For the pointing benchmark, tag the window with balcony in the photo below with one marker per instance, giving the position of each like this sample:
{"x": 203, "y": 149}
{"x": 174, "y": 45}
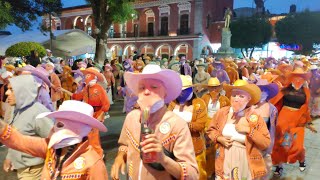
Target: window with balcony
{"x": 184, "y": 24}
{"x": 136, "y": 30}
{"x": 150, "y": 29}
{"x": 164, "y": 26}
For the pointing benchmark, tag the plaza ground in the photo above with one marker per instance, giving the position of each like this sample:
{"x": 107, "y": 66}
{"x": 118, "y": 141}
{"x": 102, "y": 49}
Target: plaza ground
{"x": 114, "y": 124}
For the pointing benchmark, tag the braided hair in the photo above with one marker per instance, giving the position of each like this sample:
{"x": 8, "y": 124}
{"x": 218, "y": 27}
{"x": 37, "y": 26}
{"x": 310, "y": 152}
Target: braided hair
{"x": 59, "y": 162}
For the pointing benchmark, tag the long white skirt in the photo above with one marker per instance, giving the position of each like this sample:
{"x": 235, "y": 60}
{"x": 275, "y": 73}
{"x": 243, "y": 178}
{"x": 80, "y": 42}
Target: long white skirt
{"x": 109, "y": 94}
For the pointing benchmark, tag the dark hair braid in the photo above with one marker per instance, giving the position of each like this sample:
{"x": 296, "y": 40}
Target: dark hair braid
{"x": 60, "y": 163}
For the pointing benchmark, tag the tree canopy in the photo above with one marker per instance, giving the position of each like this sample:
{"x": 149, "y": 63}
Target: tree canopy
{"x": 24, "y": 49}
{"x": 23, "y": 13}
{"x": 105, "y": 13}
{"x": 299, "y": 29}
{"x": 248, "y": 33}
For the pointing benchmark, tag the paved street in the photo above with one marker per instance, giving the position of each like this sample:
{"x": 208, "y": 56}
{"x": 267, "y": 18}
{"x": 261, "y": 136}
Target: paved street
{"x": 114, "y": 124}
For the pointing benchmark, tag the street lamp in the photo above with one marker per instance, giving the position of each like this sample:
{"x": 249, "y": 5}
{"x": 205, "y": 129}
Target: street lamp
{"x": 50, "y": 26}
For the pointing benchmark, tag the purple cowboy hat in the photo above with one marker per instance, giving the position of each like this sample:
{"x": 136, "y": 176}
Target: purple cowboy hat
{"x": 75, "y": 111}
{"x": 218, "y": 63}
{"x": 271, "y": 88}
{"x": 78, "y": 71}
{"x": 40, "y": 73}
{"x": 26, "y": 68}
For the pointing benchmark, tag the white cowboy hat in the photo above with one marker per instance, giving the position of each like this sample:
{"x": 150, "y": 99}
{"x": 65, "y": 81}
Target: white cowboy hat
{"x": 313, "y": 67}
{"x": 76, "y": 111}
{"x": 170, "y": 79}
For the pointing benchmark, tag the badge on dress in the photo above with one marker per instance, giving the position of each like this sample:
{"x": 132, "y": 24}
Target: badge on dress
{"x": 79, "y": 163}
{"x": 253, "y": 118}
{"x": 165, "y": 127}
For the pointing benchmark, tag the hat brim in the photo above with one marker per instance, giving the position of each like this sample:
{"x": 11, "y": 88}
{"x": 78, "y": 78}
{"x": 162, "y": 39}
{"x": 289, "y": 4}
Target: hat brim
{"x": 76, "y": 117}
{"x": 40, "y": 75}
{"x": 252, "y": 89}
{"x": 305, "y": 76}
{"x": 170, "y": 79}
{"x": 272, "y": 89}
{"x": 90, "y": 71}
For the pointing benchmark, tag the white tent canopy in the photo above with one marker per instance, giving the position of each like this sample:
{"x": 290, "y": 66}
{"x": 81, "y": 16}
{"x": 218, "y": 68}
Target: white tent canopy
{"x": 66, "y": 42}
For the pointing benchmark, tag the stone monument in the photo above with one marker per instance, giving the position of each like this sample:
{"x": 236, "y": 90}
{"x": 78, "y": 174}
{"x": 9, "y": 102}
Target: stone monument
{"x": 226, "y": 50}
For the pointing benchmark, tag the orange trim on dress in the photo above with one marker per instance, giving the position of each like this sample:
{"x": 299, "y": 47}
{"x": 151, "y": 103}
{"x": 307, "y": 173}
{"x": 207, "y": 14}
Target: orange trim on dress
{"x": 6, "y": 133}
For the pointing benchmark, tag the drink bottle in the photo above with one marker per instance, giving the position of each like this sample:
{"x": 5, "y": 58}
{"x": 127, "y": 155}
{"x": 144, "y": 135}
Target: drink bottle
{"x": 150, "y": 157}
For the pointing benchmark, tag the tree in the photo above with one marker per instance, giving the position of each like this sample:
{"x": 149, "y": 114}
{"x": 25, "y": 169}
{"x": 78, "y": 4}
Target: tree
{"x": 248, "y": 33}
{"x": 5, "y": 17}
{"x": 24, "y": 49}
{"x": 23, "y": 13}
{"x": 299, "y": 29}
{"x": 105, "y": 13}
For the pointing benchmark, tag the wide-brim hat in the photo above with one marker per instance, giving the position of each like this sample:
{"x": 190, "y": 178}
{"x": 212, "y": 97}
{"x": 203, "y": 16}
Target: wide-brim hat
{"x": 252, "y": 89}
{"x": 312, "y": 67}
{"x": 78, "y": 71}
{"x": 94, "y": 71}
{"x": 10, "y": 67}
{"x": 299, "y": 72}
{"x": 282, "y": 67}
{"x": 186, "y": 81}
{"x": 269, "y": 77}
{"x": 41, "y": 73}
{"x": 271, "y": 88}
{"x": 76, "y": 111}
{"x": 213, "y": 82}
{"x": 108, "y": 66}
{"x": 67, "y": 68}
{"x": 173, "y": 62}
{"x": 170, "y": 79}
{"x": 203, "y": 65}
{"x": 274, "y": 71}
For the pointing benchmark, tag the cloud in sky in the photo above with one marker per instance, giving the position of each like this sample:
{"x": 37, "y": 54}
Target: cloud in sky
{"x": 274, "y": 6}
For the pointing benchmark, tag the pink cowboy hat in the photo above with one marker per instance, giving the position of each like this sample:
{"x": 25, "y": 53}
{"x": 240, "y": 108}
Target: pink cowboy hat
{"x": 42, "y": 74}
{"x": 271, "y": 88}
{"x": 171, "y": 80}
{"x": 76, "y": 111}
{"x": 108, "y": 66}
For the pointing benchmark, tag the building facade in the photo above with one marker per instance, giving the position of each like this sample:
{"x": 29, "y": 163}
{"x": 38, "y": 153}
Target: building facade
{"x": 162, "y": 28}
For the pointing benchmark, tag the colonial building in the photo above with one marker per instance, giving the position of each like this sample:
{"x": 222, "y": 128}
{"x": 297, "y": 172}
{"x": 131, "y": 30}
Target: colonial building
{"x": 163, "y": 27}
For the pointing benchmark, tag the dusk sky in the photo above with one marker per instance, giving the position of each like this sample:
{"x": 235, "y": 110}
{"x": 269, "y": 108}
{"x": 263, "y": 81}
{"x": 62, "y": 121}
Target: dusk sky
{"x": 274, "y": 6}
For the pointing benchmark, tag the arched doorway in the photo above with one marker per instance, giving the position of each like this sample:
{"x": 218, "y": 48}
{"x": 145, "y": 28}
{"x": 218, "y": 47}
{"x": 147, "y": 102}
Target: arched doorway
{"x": 129, "y": 50}
{"x": 164, "y": 51}
{"x": 147, "y": 49}
{"x": 206, "y": 51}
{"x": 116, "y": 51}
{"x": 78, "y": 23}
{"x": 89, "y": 25}
{"x": 183, "y": 49}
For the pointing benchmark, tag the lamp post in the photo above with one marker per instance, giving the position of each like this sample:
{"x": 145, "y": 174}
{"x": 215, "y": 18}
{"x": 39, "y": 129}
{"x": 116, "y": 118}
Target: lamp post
{"x": 50, "y": 26}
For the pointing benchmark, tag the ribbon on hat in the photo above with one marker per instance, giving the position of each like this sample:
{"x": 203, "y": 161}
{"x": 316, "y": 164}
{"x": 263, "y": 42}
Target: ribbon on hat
{"x": 185, "y": 95}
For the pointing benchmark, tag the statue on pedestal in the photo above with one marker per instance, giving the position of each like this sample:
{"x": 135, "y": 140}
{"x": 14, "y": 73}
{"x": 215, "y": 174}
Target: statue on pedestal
{"x": 227, "y": 18}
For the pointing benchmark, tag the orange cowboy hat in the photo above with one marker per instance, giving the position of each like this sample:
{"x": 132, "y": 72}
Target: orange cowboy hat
{"x": 282, "y": 67}
{"x": 94, "y": 71}
{"x": 241, "y": 84}
{"x": 67, "y": 68}
{"x": 274, "y": 71}
{"x": 299, "y": 72}
{"x": 10, "y": 67}
{"x": 269, "y": 77}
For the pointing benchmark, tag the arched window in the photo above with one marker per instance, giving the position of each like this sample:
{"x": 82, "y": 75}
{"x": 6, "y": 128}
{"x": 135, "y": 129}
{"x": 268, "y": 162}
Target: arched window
{"x": 184, "y": 24}
{"x": 164, "y": 26}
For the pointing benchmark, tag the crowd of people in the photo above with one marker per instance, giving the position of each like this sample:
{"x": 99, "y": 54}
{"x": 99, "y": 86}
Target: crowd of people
{"x": 207, "y": 118}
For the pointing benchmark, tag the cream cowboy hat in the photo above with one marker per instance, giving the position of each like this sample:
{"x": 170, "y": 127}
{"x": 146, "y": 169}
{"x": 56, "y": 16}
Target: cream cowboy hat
{"x": 213, "y": 82}
{"x": 94, "y": 71}
{"x": 170, "y": 79}
{"x": 76, "y": 111}
{"x": 186, "y": 81}
{"x": 252, "y": 89}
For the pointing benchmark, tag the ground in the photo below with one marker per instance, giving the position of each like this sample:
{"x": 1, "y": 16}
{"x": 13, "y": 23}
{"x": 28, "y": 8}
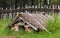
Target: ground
{"x": 5, "y": 33}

> _EXERCISE TASK_: Your task is to output exactly the lines from the line containing "For the pointing benchmark, tag the crowd" through the last line, inclusive, leaving every picture out.

> _ANSWER_:
For the pointing benchmark, tag the crowd of people in the photo above with one marker per instance, giving the position of each like this sample:
{"x": 99, "y": 54}
{"x": 99, "y": 86}
Target: crowd of people
{"x": 207, "y": 118}
For the pointing benchmark, tag the cream cowboy hat in the photo above with one marker per instance, giving the position of each like this sample:
{"x": 170, "y": 127}
{"x": 146, "y": 169}
{"x": 56, "y": 16}
Target: cream cowboy hat
{"x": 213, "y": 82}
{"x": 94, "y": 71}
{"x": 170, "y": 79}
{"x": 76, "y": 111}
{"x": 186, "y": 81}
{"x": 252, "y": 89}
For the pointing benchmark, tag the ground in the photo below with one marker per instance, giving the position of each like this sample:
{"x": 1, "y": 16}
{"x": 13, "y": 23}
{"x": 28, "y": 8}
Target: ground
{"x": 5, "y": 33}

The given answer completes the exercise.